GOAL: From the records below, copy out the stretch from the line containing "toilet lid, which" through the line containing "x=417, y=334" word for word, keeping both of those lines and nothing else.
>> Start LISTING
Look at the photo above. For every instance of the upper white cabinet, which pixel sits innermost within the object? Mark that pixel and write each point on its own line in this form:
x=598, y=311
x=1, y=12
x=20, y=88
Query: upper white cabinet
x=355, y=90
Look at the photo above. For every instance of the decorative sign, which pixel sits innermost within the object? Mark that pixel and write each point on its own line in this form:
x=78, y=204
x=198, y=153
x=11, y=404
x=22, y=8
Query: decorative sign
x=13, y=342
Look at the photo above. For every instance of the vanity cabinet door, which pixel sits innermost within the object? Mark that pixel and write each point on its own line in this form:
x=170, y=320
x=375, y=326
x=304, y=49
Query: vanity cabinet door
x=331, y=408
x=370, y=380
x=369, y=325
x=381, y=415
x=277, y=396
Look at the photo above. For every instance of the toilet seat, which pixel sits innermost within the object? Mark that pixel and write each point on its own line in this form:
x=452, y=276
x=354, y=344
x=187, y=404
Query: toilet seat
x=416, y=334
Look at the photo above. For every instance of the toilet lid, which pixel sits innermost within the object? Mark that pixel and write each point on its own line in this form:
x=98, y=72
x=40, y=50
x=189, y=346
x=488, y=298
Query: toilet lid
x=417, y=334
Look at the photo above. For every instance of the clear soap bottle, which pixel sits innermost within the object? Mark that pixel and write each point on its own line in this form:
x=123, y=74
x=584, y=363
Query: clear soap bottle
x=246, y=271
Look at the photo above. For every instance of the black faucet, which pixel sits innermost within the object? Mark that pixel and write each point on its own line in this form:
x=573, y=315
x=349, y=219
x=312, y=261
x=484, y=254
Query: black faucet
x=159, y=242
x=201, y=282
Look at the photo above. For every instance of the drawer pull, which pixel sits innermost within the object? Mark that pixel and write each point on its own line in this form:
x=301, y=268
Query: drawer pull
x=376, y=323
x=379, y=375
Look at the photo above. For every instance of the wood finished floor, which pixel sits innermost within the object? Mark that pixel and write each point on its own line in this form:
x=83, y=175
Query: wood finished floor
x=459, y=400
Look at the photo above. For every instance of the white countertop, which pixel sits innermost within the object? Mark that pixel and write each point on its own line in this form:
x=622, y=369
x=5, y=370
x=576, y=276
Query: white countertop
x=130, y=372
>> End LISTING
>> Start LISTING
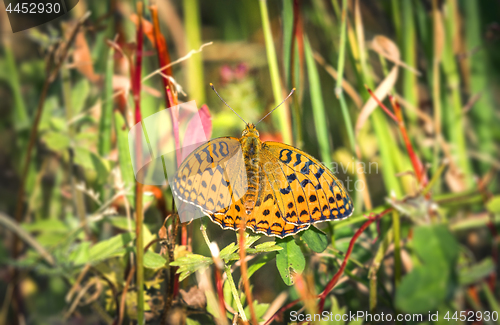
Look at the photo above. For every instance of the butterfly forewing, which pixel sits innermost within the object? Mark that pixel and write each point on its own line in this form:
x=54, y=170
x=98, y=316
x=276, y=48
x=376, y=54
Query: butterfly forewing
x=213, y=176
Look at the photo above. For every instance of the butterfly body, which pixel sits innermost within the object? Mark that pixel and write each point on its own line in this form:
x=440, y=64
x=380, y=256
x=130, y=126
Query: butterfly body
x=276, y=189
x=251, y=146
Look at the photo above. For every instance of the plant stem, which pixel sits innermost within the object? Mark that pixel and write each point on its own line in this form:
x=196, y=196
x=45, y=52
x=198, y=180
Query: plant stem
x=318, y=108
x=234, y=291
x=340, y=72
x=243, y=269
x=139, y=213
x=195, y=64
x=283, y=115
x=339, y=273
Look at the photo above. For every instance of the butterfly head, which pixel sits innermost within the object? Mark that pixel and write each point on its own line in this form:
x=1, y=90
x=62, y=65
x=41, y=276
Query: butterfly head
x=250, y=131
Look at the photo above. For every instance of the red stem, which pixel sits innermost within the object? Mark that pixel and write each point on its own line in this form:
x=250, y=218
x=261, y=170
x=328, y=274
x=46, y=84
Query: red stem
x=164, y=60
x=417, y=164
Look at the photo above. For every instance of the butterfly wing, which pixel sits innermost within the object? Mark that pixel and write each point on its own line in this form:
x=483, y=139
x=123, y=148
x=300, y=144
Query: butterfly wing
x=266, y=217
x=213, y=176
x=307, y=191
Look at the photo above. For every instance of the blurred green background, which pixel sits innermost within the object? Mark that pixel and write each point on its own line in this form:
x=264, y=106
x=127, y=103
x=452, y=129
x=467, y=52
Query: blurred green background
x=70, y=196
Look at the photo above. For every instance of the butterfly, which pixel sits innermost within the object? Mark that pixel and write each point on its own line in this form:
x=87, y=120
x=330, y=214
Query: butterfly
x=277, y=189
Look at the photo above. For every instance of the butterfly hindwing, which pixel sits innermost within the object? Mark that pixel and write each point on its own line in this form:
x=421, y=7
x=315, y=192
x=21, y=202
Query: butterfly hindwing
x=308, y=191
>> End LISTING
EXERCISE ANSWER:
Look at the photo above. For every instance of the toilet lid, which pixel sits innermost within the object? Mark that pixel and write each point on its own line in this form:
x=98, y=72
x=40, y=50
x=189, y=346
x=488, y=298
Query: toilet lid
x=417, y=334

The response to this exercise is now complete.